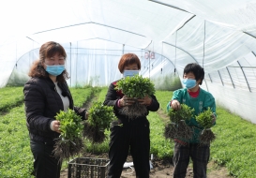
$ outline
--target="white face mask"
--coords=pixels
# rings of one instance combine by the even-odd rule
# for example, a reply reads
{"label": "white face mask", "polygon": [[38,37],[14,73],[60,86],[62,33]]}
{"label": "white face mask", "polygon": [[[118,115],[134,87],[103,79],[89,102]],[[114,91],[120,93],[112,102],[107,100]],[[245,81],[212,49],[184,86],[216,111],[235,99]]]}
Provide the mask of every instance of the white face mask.
{"label": "white face mask", "polygon": [[140,70],[124,70],[123,76],[126,77],[132,77],[139,74]]}

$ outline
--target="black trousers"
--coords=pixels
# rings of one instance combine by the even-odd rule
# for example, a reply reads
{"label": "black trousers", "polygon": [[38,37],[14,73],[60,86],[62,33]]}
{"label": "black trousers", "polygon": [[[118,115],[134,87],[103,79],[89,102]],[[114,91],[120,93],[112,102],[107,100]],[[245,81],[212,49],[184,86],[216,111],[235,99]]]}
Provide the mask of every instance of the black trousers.
{"label": "black trousers", "polygon": [[108,178],[120,178],[129,151],[136,177],[149,178],[149,122],[146,118],[112,125]]}
{"label": "black trousers", "polygon": [[59,178],[61,162],[53,157],[53,144],[30,140],[34,156],[34,175],[37,178]]}
{"label": "black trousers", "polygon": [[175,142],[173,153],[173,178],[185,178],[189,157],[193,161],[194,178],[206,178],[207,164],[210,157],[210,146],[199,143],[182,145]]}

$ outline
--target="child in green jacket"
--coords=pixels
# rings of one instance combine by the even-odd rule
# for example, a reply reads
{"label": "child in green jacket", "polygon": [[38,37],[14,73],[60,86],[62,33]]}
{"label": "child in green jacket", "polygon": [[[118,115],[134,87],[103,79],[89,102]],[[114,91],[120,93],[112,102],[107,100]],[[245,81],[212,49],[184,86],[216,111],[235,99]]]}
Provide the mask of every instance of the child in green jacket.
{"label": "child in green jacket", "polygon": [[[203,68],[198,64],[188,64],[185,67],[183,72],[183,84],[185,88],[173,92],[172,100],[167,105],[167,110],[180,110],[181,104],[186,104],[194,109],[194,115],[206,111],[208,107],[213,114],[213,125],[216,121],[216,103],[214,96],[207,91],[200,88],[204,78]],[[173,152],[173,178],[186,177],[187,168],[189,163],[189,157],[193,161],[194,177],[206,178],[207,163],[210,156],[210,145],[201,145],[199,135],[203,129],[191,118],[187,123],[193,130],[192,139],[184,141],[174,139]]]}

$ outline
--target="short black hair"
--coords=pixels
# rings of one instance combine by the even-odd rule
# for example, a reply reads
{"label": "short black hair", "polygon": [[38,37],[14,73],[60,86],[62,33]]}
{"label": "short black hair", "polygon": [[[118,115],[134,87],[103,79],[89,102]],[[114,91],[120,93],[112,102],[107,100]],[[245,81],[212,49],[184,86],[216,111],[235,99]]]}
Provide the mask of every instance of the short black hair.
{"label": "short black hair", "polygon": [[183,76],[189,72],[192,72],[195,75],[196,81],[201,80],[199,84],[203,83],[203,80],[204,79],[204,70],[200,65],[196,63],[188,64],[184,68]]}

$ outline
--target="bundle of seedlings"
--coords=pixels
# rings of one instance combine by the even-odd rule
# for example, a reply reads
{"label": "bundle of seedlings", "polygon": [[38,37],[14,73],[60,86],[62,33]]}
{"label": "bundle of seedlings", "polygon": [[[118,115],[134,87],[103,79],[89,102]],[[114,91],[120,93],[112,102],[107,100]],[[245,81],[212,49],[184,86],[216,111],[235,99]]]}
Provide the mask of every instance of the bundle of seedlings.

**Instruction**
Can you render these lines as a Markdown table with a Row column for the number and a Line column for the text? Skip blank lines and leave the picture out.

**Complete output**
| Row | Line |
|---|---|
| 1 | $ outline |
| 2 | --target="white face mask" |
| 3 | --coords=pixels |
| 4 | # rings of one instance combine by the even-odd rule |
| 5 | # for example, a reply reads |
| 6 | {"label": "white face mask", "polygon": [[38,37],[14,73],[60,86],[62,33]]} |
| 7 | {"label": "white face mask", "polygon": [[[118,115],[134,87],[103,79],[89,102]],[[114,91],[120,93],[112,102],[107,100]],[[245,81],[212,49],[184,86],[216,111],[235,99]]]} |
| 8 | Provide the mask of every instance of the white face mask. |
| 9 | {"label": "white face mask", "polygon": [[140,70],[124,70],[123,76],[126,77],[132,77],[139,74]]} |
| 10 | $ outline |
| 11 | --target="black trousers" |
| 12 | --coords=pixels |
| 13 | # rings of one instance combine by the even-odd rule |
| 14 | # for example, a reply reads |
| 15 | {"label": "black trousers", "polygon": [[38,37],[14,73],[60,86],[62,33]]} |
| 16 | {"label": "black trousers", "polygon": [[[118,115],[134,87],[103,79],[89,102]],[[114,91],[120,93],[112,102],[107,100]],[[245,81],[212,49],[184,86],[216,111],[235,99]]]} |
| 17 | Provide the mask of every instance of the black trousers. |
| 18 | {"label": "black trousers", "polygon": [[108,178],[120,178],[129,151],[136,177],[149,178],[149,122],[146,118],[112,125]]} |
| 19 | {"label": "black trousers", "polygon": [[59,178],[61,162],[53,157],[53,144],[30,140],[34,156],[34,175],[37,178]]} |
| 20 | {"label": "black trousers", "polygon": [[175,142],[173,153],[173,178],[185,178],[189,157],[193,161],[194,178],[206,178],[207,164],[210,157],[210,146],[199,143],[182,145]]} |
| 21 | $ outline |
| 22 | --target="child in green jacket" |
| 23 | --coords=pixels |
| 24 | # rings of one instance combine by the even-odd rule |
| 25 | # for example, a reply reads |
| 26 | {"label": "child in green jacket", "polygon": [[38,37],[14,73],[60,86],[62,33]]} |
| 27 | {"label": "child in green jacket", "polygon": [[[118,115],[134,87],[103,79],[89,102]],[[114,91],[120,93],[112,102],[107,100]],[[245,81],[212,49],[184,86],[216,111],[235,99]]]} |
| 28 | Provide the mask of every instance of the child in green jacket. |
| 29 | {"label": "child in green jacket", "polygon": [[[203,68],[198,64],[188,64],[185,67],[183,72],[183,84],[185,88],[173,92],[172,100],[167,105],[167,110],[180,110],[181,104],[186,104],[194,109],[194,115],[206,111],[208,107],[213,114],[213,125],[216,121],[216,103],[214,96],[207,91],[200,88],[204,78]],[[173,152],[173,178],[186,177],[187,168],[189,163],[189,157],[193,161],[194,177],[206,178],[207,163],[210,156],[210,145],[201,145],[199,135],[203,129],[191,118],[187,123],[193,130],[192,139],[184,141],[174,139]]]} |
| 30 | $ outline |
| 31 | --target="short black hair" |
| 32 | --coords=pixels |
| 33 | # rings of one instance combine by the even-odd rule |
| 34 | # for example, a reply reads |
| 35 | {"label": "short black hair", "polygon": [[38,37],[14,73],[60,86],[62,33]]} |
| 36 | {"label": "short black hair", "polygon": [[[118,115],[134,87],[103,79],[89,102]],[[114,91],[120,93],[112,102],[107,100]],[[245,81],[212,49],[184,86],[216,111],[235,99]]]} |
| 37 | Provide the mask of every instance of the short black hair. |
| 38 | {"label": "short black hair", "polygon": [[183,76],[189,72],[192,72],[195,75],[196,81],[201,80],[199,84],[203,83],[203,80],[204,79],[204,70],[200,65],[196,63],[188,64],[184,68]]} |
| 39 | $ outline |
| 40 | --target="bundle of seedlings" |
| 41 | --coords=pixels |
| 42 | # rings of one instance combine by the even-odd rule |
| 43 | # for example, a reply reads |
| 44 | {"label": "bundle of seedlings", "polygon": [[38,37],[14,73],[60,86],[62,33]]} |
| 45 | {"label": "bundle of seedlings", "polygon": [[[118,115],[134,87],[103,79],[89,102]],[[114,91],[120,93],[112,102],[107,100]],[[245,81],[212,49],[184,86],[216,111],[235,99]]]} |
| 46 | Provide the mask of every instance of the bundle of seedlings. |